EXERCISE AIM ->
Update the items below so that "suit jacket" becomes "blazer" and nothing else changes. Leave the pictures out of your answer.
○ ○ ○
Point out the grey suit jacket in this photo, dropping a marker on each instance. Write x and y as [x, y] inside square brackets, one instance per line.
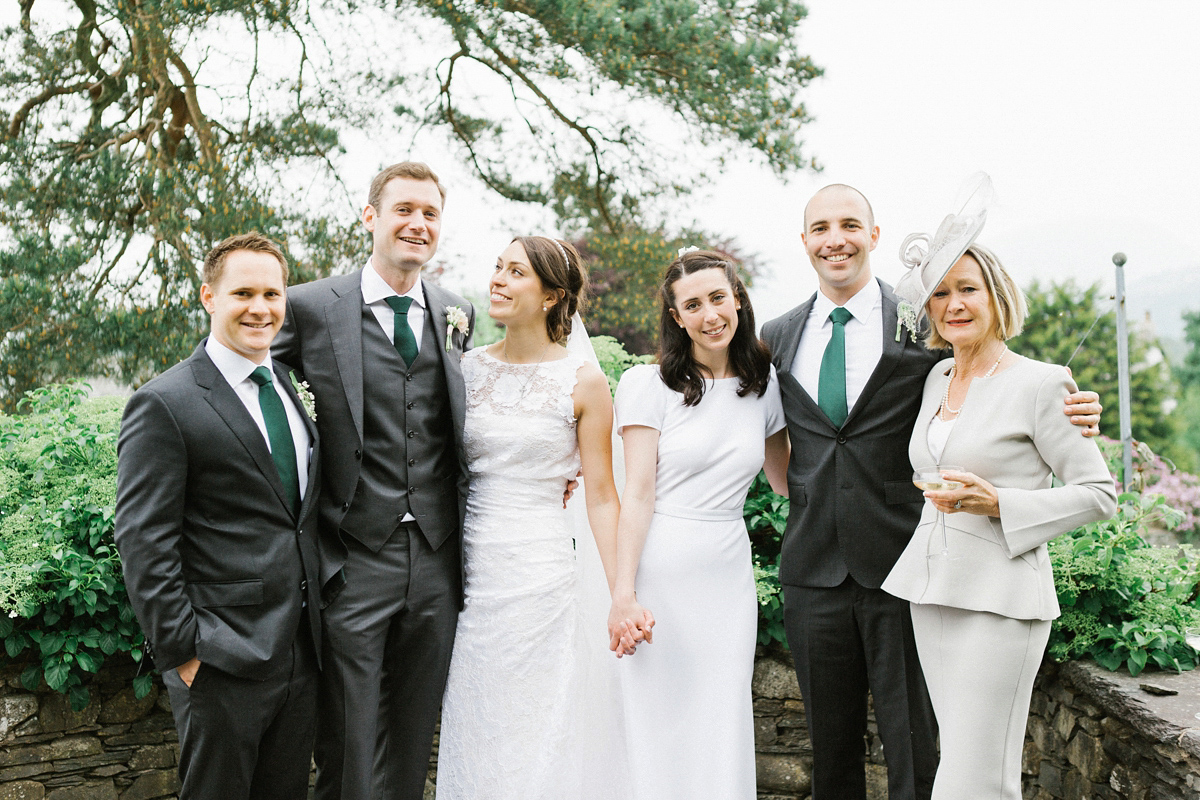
[322, 337]
[853, 506]
[216, 563]
[1012, 432]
○ ○ ○
EXERCISE RESPONSE ->
Point out the grey blazer in this photo, dropping a marker on each instance. Write x and y as [x, y] inside square brackets, one instance per line.
[322, 337]
[853, 506]
[216, 563]
[1012, 432]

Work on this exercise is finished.